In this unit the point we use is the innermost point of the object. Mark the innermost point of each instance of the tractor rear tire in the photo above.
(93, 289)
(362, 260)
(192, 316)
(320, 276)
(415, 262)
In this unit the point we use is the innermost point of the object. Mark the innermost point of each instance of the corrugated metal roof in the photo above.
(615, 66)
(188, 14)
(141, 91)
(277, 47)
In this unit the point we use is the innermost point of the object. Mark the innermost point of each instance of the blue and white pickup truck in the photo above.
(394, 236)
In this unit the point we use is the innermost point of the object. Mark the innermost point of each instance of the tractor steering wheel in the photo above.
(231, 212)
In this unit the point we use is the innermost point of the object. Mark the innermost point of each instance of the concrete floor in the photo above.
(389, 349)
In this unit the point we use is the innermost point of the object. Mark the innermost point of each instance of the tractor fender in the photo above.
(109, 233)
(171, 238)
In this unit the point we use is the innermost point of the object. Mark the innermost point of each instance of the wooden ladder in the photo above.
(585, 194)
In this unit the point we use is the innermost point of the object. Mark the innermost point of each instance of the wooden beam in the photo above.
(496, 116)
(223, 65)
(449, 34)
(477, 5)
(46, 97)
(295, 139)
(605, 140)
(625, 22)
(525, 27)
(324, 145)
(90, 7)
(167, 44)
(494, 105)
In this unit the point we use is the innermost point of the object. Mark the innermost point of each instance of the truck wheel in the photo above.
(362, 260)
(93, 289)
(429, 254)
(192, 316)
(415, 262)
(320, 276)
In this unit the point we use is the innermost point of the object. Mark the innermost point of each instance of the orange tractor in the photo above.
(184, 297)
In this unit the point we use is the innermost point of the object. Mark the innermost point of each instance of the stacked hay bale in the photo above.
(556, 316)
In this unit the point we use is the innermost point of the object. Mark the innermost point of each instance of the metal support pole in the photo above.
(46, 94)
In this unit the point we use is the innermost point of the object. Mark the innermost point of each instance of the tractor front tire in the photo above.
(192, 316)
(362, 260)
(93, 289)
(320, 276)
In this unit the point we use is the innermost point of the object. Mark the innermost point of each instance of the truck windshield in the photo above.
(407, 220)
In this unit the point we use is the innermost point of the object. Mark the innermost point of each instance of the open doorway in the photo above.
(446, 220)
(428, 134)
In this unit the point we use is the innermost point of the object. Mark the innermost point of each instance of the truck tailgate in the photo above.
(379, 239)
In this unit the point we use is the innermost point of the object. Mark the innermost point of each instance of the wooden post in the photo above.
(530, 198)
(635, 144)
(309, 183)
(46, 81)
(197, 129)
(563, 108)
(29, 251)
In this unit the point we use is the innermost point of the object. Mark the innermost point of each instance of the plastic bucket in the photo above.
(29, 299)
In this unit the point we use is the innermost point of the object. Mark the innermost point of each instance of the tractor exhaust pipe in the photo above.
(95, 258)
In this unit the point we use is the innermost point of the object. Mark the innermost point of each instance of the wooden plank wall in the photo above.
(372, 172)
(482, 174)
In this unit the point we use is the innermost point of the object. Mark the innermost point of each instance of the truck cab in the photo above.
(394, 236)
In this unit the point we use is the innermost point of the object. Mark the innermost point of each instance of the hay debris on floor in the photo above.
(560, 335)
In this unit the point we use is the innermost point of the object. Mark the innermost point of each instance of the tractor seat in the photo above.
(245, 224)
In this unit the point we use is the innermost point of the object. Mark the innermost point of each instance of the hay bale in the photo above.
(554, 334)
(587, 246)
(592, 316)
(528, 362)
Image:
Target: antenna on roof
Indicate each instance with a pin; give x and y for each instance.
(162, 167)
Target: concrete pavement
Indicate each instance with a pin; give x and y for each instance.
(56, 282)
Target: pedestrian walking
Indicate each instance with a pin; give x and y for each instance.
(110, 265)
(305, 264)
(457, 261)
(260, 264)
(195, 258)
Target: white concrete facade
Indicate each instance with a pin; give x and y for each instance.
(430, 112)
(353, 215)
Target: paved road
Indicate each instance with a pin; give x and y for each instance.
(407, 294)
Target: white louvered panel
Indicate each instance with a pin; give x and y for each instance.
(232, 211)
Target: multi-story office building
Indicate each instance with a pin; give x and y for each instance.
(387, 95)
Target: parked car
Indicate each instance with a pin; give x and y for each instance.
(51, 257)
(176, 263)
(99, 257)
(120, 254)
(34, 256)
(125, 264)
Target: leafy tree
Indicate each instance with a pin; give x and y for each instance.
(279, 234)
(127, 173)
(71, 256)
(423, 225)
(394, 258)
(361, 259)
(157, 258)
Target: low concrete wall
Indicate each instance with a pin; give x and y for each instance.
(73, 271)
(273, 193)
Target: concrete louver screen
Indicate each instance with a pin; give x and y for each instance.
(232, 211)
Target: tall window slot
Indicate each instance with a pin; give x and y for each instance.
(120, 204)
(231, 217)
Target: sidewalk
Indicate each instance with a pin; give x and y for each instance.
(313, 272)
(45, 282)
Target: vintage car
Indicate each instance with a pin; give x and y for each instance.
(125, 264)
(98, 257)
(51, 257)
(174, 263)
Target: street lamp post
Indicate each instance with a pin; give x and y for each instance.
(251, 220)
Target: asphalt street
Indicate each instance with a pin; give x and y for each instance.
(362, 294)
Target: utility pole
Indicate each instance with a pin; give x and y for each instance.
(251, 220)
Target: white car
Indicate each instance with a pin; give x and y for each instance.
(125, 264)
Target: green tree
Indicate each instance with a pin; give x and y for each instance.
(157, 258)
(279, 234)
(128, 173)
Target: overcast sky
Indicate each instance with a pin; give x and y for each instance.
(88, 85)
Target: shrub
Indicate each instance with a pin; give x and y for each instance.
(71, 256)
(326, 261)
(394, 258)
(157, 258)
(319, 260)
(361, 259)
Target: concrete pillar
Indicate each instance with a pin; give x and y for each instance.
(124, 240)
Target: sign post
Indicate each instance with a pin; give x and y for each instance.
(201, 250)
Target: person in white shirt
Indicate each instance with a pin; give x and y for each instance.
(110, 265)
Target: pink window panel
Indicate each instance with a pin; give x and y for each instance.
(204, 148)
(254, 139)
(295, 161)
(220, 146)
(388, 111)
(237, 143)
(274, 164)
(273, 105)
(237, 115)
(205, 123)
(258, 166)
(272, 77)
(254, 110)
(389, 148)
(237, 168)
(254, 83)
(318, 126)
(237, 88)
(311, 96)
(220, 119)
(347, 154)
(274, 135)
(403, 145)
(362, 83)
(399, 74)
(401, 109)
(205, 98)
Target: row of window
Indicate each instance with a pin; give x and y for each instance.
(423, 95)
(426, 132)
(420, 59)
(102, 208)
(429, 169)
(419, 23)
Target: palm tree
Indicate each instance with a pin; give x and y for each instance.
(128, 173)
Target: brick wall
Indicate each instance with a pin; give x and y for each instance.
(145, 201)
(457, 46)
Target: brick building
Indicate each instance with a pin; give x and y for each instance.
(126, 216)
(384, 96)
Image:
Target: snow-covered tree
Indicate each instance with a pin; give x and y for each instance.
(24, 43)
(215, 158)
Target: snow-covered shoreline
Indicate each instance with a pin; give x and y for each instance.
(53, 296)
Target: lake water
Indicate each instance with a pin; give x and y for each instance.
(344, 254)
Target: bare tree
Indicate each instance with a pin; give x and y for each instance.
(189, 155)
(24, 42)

_ _ _ _ _

Return every record, word for word.

In this unit the point we use is the innermost point of the object. Mark the innermost point of each instance of the tractor rear tire in the photo above.
(93, 289)
(362, 260)
(192, 316)
(320, 276)
(415, 262)
In this unit the point we use is the innermost point of the object. Mark the innermost point of each instance of the corrugated metal roof in the photo above.
(615, 66)
(188, 14)
(141, 91)
(277, 47)
In this unit the point we use is the innermost point of the object. Mark the innermost point of each instance of the blue and white pickup truck in the photo above.
(394, 236)
In this unit the point we use is the innermost point of the object. Mark the innermost point of each instance of the tractor steering wheel in the photo above.
(231, 212)
In this unit the point we use is the innermost point of the object. Mark the innermost point of each instance of the concrete floor in the photo above.
(389, 349)
In this unit the point we use is the innermost point of the object. Mark the innermost point of each instance of the tractor fender in the photo above.
(109, 233)
(171, 238)
In this unit the point we use is the innermost point of the object. Mark the innermost point of each instance of the wooden ladder in the photo above.
(585, 194)
In this unit the point we use is the innermost point of the object. Mark the innermost point of each instance of the wooden beam in the photo above.
(496, 116)
(223, 65)
(449, 34)
(477, 5)
(46, 97)
(295, 139)
(605, 140)
(625, 22)
(525, 27)
(324, 145)
(90, 7)
(167, 44)
(494, 105)
In this unit the point we use is the innermost point of the object. Mark the innermost point of each instance of the truck wheel in the photo above.
(362, 260)
(93, 289)
(429, 254)
(192, 316)
(415, 262)
(320, 276)
In this unit the point we use is the innermost point of the object. Mark the innermost point of each instance of the orange tractor in the photo above.
(184, 297)
In this unit the point we use is the innermost point of the object. Mark the innermost point of each instance of the stacked hay bale in the photo above.
(556, 316)
In this unit the point we use is the innermost point of the object. Mark the innermost point of each instance of the metal support pole in the photo above.
(46, 94)
In this unit the point we use is the innermost point of the object. Mark the innermost point of each instance of the tractor front tire in the photo above.
(192, 316)
(362, 260)
(93, 289)
(320, 276)
In this unit the point we use is the innermost point of the object. Mark the innermost point of each instance of the truck windshield in the photo above.
(407, 220)
In this unit the point we use is the innermost point of the object. Mark the innermost point of each instance of the open doorway in the photo above.
(446, 220)
(428, 134)
In this unit the point we use is the innermost point of the object. Mark the innermost point of each instance of the truck tailgate in the photo above.
(379, 239)
In this unit the point we use is the innermost point of the object. Mark the innermost point of each instance of the wooden post in the photo above.
(530, 198)
(635, 144)
(309, 183)
(46, 81)
(197, 129)
(563, 108)
(29, 251)
In this unit the point we use is the innermost point of the object. Mark the innermost point of each instance of the plastic bucket in the photo above.
(29, 299)
In this unit the point we use is the innermost point of the object. Mark the innermost point of each instance of the tractor exhaust pipe in the photo above.
(95, 258)
In this unit the point we use is the innermost point of the object. Mark the innermost point of each instance of the wooden plank wall in the photo above.
(372, 172)
(482, 174)
In this unit the point we use is the innermost point of the object. Mark the innermost point of each instance of the truck cab in the photo above.
(394, 236)
In this unit the point we use is the innermost point of the object. Mark the innermost point of each instance of the hay debris on floor in the photo above.
(560, 335)
In this unit the point we use is the innermost point of the object. Mark the innermost point of each instance of the tractor seat in the photo above.
(245, 224)
In this unit the point we use is the innermost point of the object. Mark the innermost point of each instance of the hay bale in the photo above.
(554, 334)
(587, 246)
(592, 316)
(528, 362)
Image:
Target: antenna on roof
Indicate each instance with a pin; give x and y for each instance.
(162, 167)
Target: concrete pavement
Indicate each instance with a pin; give x and y for each instance.
(56, 282)
Target: pedestrian walking
Indicate each instance with a pin; give x and y for each instance.
(110, 265)
(305, 264)
(457, 261)
(260, 264)
(195, 258)
Target: white concrete facade
Indicate each instance with a pin; give x and y for each instance.
(430, 112)
(353, 215)
Target: paved road
Indicate each instance with a pin; give x and y for each instance.
(407, 294)
Target: white louvered panel
Indicate each instance with a pin; give x and y for each instance.
(232, 211)
Target: multi-story office building
Indicate each instance with a pin; give x and y for each instance.
(387, 95)
Target: parked car
Indicate each instance with a pin; give x and y for each instance.
(51, 257)
(176, 263)
(99, 257)
(120, 254)
(34, 256)
(125, 264)
Target: leafy tree
Indicate each instance with a pin; give x and y for each instance.
(279, 234)
(127, 173)
(71, 256)
(423, 225)
(394, 258)
(361, 259)
(157, 258)
Target: low concrete wall
Indicate each instance with a pin; give x and y for each instance.
(73, 271)
(273, 193)
Target: concrete louver screen
Indicate each instance with a pin; give x and y for each instance.
(232, 211)
Target: tall window slot
Indicate each instance with a pin; give x and y for each instance.
(120, 204)
(231, 217)
Target: sidewalk
Indicate each instance with a pin; give x and y for each instance.
(313, 272)
(45, 282)
Target: vintage car
Indicate each instance with a pin; give x and y for each instance.
(125, 264)
(98, 257)
(51, 257)
(174, 263)
Target: street lamp post
Indicate each instance with a pin; give x and y for each instance.
(251, 220)
Target: asphalt street
Indicate each instance with a pin; give x and y for each instance.
(362, 294)
Target: utility pole
Indicate each instance with a pin; give x and y for each instance.
(251, 220)
Target: white car
Indicate each instance with a pin; give x and y for each instance.
(125, 264)
Target: green tree
Indicate each instance with a pin; give x and y for each instance.
(157, 258)
(279, 234)
(128, 173)
Target: overcast sky
Indicate each instance with a pin; give x and y for each instance.
(88, 85)
Target: shrub
Indicate each instance with a pin; give x and y for each instance.
(71, 256)
(326, 261)
(394, 258)
(157, 258)
(319, 260)
(361, 259)
Target: concrete pillar
Indicate each instance with a pin; give x and y for each instance.
(124, 240)
Target: sign post
Indicate each instance with a pin; give x and y for each instance.
(201, 250)
Target: person in white shirt
Indicate each instance with a pin; give x and y for each instance.
(110, 265)
Target: pink window panel
Indicate each instance with a pin; give x and y for each instance.
(204, 148)
(254, 139)
(295, 161)
(220, 146)
(388, 111)
(237, 143)
(274, 164)
(273, 105)
(237, 115)
(205, 123)
(258, 166)
(272, 77)
(254, 110)
(389, 148)
(237, 168)
(254, 83)
(318, 126)
(237, 88)
(311, 96)
(220, 119)
(347, 154)
(274, 135)
(403, 145)
(362, 83)
(399, 74)
(401, 109)
(205, 98)
Target: row of window
Indicate each instance with a pin; give x and y for each instance.
(423, 95)
(426, 132)
(420, 59)
(102, 208)
(429, 169)
(419, 23)
Target: palm tree
Indicate each instance with a pin; give x and y for each instance.
(128, 173)
Target: brick wall
Indicate each instance with a pin; give x and y for each instance.
(145, 201)
(457, 46)
Target: brick building
Indicate each instance with a pin; give x and y for each instance.
(126, 216)
(384, 96)
Image:
Target: snow-covered tree
Indicate each instance with a pin; give x and y for each instance.
(24, 43)
(215, 158)
Target: snow-covered shoreline
Indicate each instance with a pin; give x and y for each instance.
(53, 296)
Target: lake water
Indicate each instance with a pin; give x and y for each instance.
(344, 254)
Target: bare tree
Indicate each instance with a pin; give x and y for each instance.
(189, 155)
(24, 42)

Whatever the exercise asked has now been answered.